══ DONNÉES FOURNIES ══
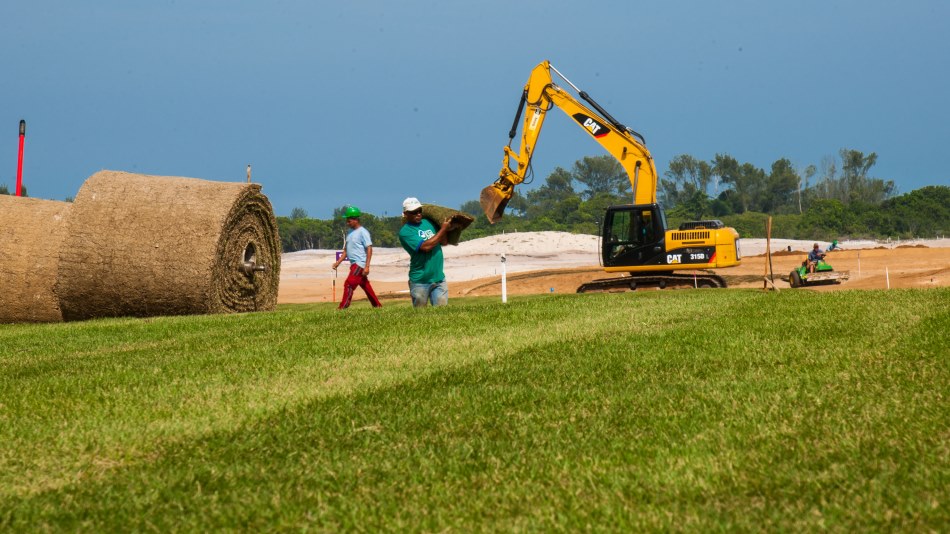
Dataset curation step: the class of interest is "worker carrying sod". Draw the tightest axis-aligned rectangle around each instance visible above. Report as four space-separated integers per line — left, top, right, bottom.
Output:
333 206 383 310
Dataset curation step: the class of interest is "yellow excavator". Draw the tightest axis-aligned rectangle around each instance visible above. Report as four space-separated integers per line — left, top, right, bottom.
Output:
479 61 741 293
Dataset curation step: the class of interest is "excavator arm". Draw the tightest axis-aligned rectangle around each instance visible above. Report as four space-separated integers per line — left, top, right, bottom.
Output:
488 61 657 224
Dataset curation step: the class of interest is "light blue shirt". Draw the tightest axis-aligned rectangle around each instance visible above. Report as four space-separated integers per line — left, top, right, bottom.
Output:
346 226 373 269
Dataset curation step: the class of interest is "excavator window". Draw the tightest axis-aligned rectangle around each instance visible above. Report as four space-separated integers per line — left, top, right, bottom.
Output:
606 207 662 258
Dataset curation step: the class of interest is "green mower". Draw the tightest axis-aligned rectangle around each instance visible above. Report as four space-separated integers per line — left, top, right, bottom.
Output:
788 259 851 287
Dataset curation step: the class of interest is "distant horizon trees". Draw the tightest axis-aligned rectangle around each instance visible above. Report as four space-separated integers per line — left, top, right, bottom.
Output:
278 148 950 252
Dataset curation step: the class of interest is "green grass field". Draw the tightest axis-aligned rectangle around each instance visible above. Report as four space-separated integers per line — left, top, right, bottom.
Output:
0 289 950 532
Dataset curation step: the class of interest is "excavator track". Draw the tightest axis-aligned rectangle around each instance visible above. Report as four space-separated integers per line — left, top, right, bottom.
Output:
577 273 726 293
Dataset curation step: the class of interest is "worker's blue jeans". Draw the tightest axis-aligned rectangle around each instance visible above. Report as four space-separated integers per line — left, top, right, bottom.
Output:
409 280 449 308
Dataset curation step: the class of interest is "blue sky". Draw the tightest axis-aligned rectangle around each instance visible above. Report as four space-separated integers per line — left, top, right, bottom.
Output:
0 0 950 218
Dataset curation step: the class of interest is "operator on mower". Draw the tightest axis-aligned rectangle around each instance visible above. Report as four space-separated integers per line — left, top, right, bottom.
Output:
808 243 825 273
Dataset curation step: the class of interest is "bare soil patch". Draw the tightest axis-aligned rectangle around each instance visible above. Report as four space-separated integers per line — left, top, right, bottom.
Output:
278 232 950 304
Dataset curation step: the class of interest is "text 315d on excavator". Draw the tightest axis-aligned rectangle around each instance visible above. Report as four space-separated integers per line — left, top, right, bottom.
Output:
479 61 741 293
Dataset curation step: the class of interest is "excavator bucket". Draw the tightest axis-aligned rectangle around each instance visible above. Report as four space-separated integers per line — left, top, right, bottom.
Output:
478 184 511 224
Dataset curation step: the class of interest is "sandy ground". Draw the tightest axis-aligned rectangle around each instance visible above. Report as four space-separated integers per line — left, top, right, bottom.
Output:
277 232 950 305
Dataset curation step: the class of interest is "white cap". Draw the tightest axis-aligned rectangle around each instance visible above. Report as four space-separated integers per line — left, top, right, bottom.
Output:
═══
--- TÂCHE À RÉALISER ---
Reprenez le listing depuis son début jusqu'à la ligne contenant « 0 289 950 532 » comprise, en substituant « Result » à « Output » et sans rien modifier d'autre. Laissez les images de côté dans votre réponse.

--- RÉPONSE ATTENDUE ---
Dataset curation step: the class of interest is "worker carrying sod". Draw the tightest axis-aligned rectangle around each instance visible above. Report as four space-separated integers per line — left, top, right, bottom.
Result:
333 206 383 310
Dataset curation step: the class of interest is "yellow excavator". Draw the tightest axis-aligned rectangle around each instance visible above. Report as four space-separated integers per line — left, top, right, bottom.
Result:
479 61 741 293
Dataset curation step: the class of interest is "excavator arm". Draw the tightest axis-aligned rectangle around each instance visible above. Report as four space-separated integers per line — left, top, right, bottom.
Result:
488 61 657 224
Dataset curation step: the class of interest is "light blue shirt". Draw the tightest axis-aligned rectangle around each instance visible above. Report as four space-separated integers per line — left, top, right, bottom.
Result:
346 226 373 269
Dataset curation step: the class of interest is "excavator window". Draw the tightest axis-aligned rectangle around each instance visible above. Report as four space-separated integers per line — left, top, right, bottom.
Result:
606 207 662 258
Dataset curation step: the class of interest is "green mower". Draw the tightest axis-aligned rectangle around each instance visible above. Report as four space-separated integers per line — left, top, right, bottom.
Result:
788 259 851 287
Dataset curation step: the class of interest is "distant horizon trees". Draw the tightest axis-aligned rectangle around each instance visible above. Report as four space-separated integers per line — left, top, right, bottom.
Result:
278 148 950 252
Dataset curation step: the class of interest is "green grass field". Draw the tightest axis-aligned rectangle around each instance visible above. Report as four space-separated integers per line — left, top, right, bottom.
Result:
0 289 950 532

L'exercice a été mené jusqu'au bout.